Records shown =>
════════════════════
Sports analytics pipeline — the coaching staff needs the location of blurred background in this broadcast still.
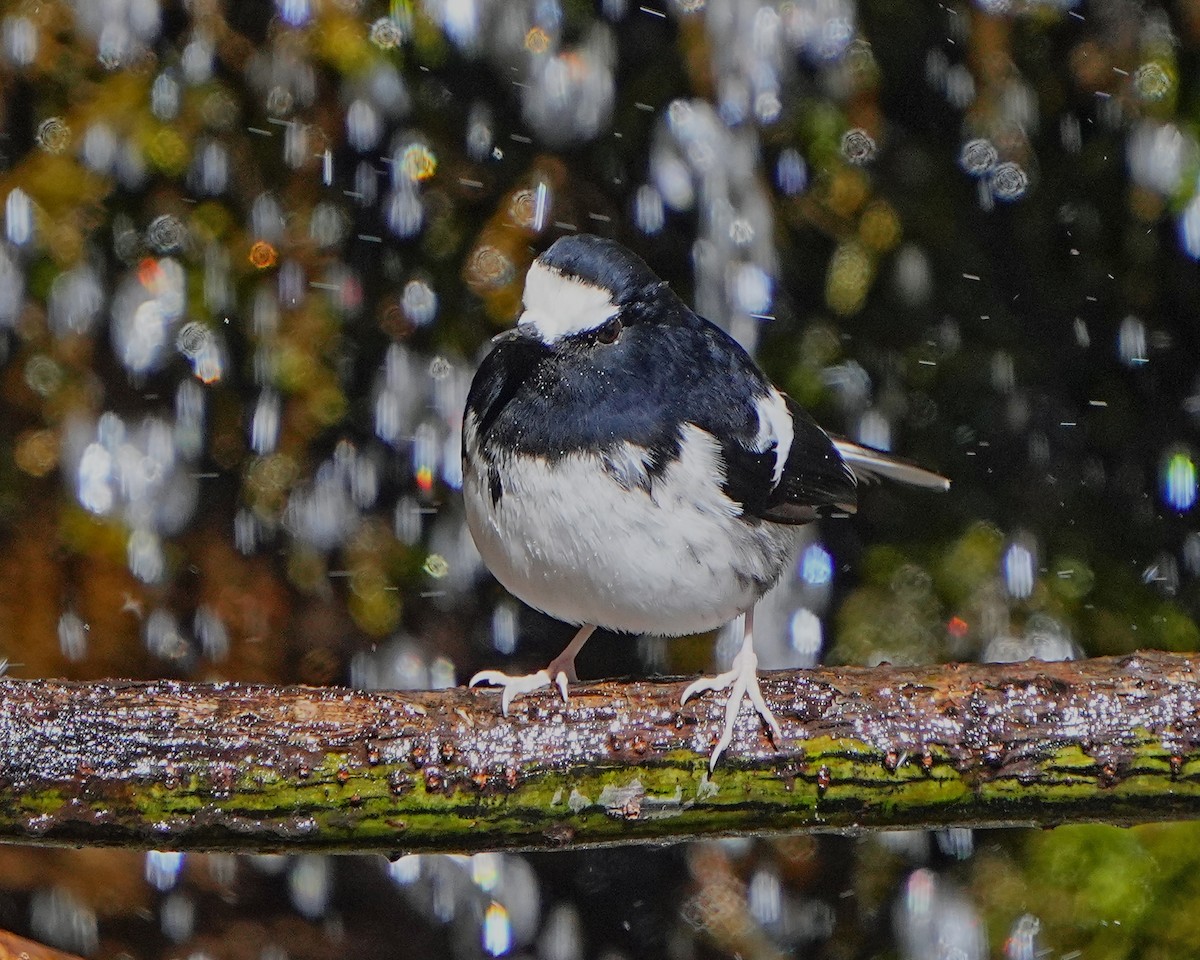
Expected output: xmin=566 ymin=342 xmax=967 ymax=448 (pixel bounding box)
════════════════════
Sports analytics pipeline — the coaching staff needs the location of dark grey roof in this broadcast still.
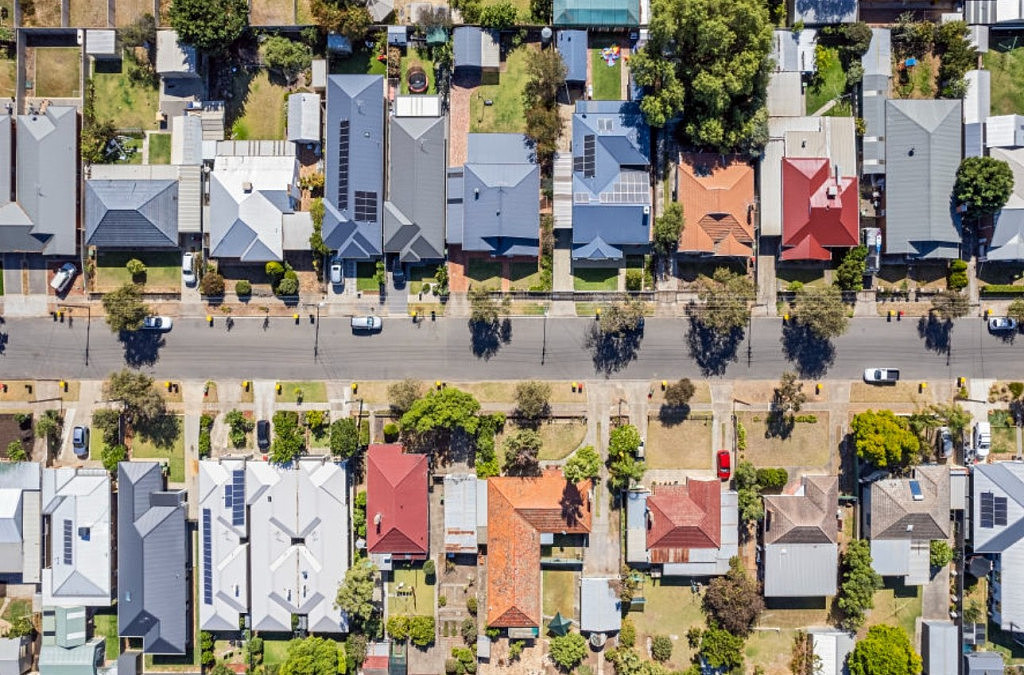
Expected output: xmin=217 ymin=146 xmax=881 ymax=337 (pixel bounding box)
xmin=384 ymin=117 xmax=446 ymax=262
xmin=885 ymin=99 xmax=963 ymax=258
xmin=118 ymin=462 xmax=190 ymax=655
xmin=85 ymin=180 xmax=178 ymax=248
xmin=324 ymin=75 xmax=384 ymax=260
════════════════════
Written problem =>
Output as a JSON list of strings, one per line, the lines above starting at the line that contains "background in this broadcast still." and ending at the line that contains "Expected output: xmin=566". Leave out blank lines and pictures.

Reply to the task =>
[
  "Sports analytics pipeline — the coaching staff needs the location of blurred background in this broadcast still.",
  "Expected output: xmin=566 ymin=342 xmax=967 ymax=448 (pixel bounding box)"
]